--- Seçilen Metin ---

Türkiye'nin en iyi haber sitesi
FUNDA KARAYEL

Öfkesini kontrol edemeyen kadar susanlar da sorumlu

Kadını küçük görerek, kişiliğini ve fikirlerini hiçe sayıp bağırarak, sürekli olarak eleştiri yağmuruna tutup emirler yağdırarak, hayatına engeller koyarak adam olunmuyor beyler. 'Konu şimdi niye bize geldi?' demeyin. 25 Kasım Kadına Yönelik Şiddete Karşı Uluslararası Mücadele Günü kapsamında farkındalık yaratmak için çeşitli etkinlikler düzenlendi. Yapılan konuşmalarda, araştırmalar ve istatistiksel verilerden bahsedildi. Durum içler acısı, grafik her geçen gün yükseliyor ve kimse hoşgörüsünü kaybetmiş adamlara bir 'dur' demiyor. Bir kere öfke kontrolümüz sıfır. Bu konuyu neden çözemiyoruz anlamıyorum. Sokakta, trafikte, kafede, işte sürekli birbirine bağıran insanlar görüyoruz. Bir sakin olmayı denesek, esip gürlemeyi, şovu bir kenara bıraksak hayat daha güzel olmaz mı? 'Trafikte günde kaç küfür yiyorum acaba?' diye hiç düşündünüz mü... En basit örneğinden beş arabadan üçü ya size ya telefondakine bağırıyor. Peki kafede yan masada kız arkadaşına bağıran birini gördüğünüzde 'Bırak karışma, sana ne' diye kaç kere kendinizi frenlediniz? Üst komşunuzun evi kırıp dökmesine tanık olup kaç kere gizlice polis aradınız? Metroda, otobüste 'Çekilsene' diye kaç kere itilip kakıldınız? Öfke kontrolü olmayan kaç yakınınıza tedavi olması gerektiğini söylediniz? Kimse bu gerginlikten şikayetçi değil mi? Üzülüyorsunuz belki ama geçiştiriyorsunuz.

--- Alıntılanan Veriler ---

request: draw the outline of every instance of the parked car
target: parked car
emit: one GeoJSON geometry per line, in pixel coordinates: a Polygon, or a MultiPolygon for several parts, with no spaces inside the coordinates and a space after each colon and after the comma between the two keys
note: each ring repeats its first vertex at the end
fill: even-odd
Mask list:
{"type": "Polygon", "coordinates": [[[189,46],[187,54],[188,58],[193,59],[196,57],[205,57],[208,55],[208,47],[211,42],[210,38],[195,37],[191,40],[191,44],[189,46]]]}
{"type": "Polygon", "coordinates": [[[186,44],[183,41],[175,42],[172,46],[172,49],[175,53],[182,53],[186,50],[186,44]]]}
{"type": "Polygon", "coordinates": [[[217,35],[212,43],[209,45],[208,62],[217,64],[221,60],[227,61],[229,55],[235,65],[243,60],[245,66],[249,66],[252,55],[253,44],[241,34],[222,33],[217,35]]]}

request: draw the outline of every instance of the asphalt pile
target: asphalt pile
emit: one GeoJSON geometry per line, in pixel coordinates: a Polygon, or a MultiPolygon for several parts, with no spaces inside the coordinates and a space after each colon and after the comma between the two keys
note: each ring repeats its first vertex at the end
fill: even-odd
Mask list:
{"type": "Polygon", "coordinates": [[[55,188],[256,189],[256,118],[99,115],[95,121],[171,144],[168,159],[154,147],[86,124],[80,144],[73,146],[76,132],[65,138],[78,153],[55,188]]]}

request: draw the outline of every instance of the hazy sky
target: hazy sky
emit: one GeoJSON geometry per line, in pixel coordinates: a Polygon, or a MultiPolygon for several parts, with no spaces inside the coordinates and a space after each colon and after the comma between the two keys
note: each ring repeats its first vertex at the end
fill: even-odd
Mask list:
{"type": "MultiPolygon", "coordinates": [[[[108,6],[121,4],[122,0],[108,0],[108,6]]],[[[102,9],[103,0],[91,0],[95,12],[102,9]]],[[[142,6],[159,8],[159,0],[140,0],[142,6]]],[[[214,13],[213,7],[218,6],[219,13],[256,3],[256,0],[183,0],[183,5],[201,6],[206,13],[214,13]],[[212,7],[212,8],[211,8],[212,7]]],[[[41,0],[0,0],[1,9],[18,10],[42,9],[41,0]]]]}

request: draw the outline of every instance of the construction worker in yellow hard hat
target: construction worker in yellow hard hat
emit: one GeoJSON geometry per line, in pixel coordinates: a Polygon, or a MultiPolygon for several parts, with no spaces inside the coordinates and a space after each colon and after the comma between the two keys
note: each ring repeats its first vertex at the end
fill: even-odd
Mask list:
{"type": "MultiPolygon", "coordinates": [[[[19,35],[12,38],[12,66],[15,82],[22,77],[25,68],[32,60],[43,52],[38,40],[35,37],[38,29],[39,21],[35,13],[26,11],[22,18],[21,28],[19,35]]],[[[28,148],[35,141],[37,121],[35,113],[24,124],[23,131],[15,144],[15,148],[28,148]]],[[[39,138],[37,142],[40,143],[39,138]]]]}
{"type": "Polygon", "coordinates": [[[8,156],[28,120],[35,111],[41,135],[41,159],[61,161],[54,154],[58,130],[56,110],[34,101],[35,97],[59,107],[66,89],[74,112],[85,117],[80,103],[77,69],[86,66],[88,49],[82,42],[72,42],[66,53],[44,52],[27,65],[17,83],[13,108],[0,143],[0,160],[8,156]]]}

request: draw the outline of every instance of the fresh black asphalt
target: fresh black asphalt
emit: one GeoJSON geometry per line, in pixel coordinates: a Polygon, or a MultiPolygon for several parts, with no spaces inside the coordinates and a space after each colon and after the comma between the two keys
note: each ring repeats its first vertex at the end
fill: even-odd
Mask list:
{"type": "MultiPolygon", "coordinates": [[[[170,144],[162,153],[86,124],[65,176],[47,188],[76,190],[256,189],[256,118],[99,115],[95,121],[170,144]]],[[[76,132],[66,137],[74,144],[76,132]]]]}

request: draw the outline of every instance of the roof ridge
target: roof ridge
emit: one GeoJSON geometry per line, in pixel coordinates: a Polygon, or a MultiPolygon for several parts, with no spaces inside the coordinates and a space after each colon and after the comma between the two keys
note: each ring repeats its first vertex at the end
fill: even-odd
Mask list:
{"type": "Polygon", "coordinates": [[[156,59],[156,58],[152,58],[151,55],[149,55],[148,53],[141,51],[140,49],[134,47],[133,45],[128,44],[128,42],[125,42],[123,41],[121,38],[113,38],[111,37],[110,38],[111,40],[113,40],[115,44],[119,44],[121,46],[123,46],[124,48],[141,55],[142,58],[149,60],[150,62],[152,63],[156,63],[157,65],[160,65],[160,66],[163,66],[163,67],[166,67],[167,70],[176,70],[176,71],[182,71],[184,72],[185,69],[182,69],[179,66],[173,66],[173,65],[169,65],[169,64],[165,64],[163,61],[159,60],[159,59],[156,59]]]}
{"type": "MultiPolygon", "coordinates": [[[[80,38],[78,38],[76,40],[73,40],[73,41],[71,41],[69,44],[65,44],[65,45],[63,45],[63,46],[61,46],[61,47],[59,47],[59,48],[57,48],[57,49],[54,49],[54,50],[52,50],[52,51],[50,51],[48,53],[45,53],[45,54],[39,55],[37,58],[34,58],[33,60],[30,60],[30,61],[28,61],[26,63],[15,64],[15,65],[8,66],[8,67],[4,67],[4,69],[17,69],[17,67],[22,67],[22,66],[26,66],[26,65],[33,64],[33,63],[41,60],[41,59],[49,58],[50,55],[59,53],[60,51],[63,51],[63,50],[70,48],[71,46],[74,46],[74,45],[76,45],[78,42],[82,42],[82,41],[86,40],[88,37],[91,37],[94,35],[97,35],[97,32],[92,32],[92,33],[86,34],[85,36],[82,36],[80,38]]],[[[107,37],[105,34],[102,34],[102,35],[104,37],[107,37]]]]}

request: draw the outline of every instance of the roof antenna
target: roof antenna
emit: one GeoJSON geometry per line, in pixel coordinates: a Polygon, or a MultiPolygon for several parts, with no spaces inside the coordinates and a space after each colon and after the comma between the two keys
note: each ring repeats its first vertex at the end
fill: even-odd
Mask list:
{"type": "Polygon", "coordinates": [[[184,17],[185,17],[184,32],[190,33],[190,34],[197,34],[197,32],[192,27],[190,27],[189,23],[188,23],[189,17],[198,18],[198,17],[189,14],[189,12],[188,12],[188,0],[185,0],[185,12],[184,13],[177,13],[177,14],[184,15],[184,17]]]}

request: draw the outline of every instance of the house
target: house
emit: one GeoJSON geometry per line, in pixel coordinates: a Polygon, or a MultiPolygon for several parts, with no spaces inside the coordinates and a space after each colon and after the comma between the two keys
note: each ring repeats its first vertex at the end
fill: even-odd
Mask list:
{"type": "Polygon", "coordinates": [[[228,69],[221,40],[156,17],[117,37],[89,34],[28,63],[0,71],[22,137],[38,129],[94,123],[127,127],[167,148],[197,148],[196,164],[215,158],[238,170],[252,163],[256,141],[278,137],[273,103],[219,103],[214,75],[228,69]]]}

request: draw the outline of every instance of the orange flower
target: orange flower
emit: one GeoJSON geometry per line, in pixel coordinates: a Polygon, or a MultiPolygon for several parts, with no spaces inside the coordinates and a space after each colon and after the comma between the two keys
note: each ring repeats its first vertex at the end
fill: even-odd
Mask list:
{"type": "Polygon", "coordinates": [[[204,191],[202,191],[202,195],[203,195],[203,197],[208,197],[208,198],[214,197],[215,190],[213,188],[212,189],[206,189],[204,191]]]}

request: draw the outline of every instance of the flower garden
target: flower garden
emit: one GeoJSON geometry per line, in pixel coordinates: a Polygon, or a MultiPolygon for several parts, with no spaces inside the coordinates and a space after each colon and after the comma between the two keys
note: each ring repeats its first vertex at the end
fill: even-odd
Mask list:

---

◆ **Görev Yönergesi**:
Seçilen metne göre farkındalık yaratmak amacıyla düzenlenen etkinlikler hangi gün kapsamında yapıldı?

◆ **Görevin Cevabı**:
25 Kasım Kadına Yönelik Şiddete Karşı Uluslararası Mücadele Günü kapsamında.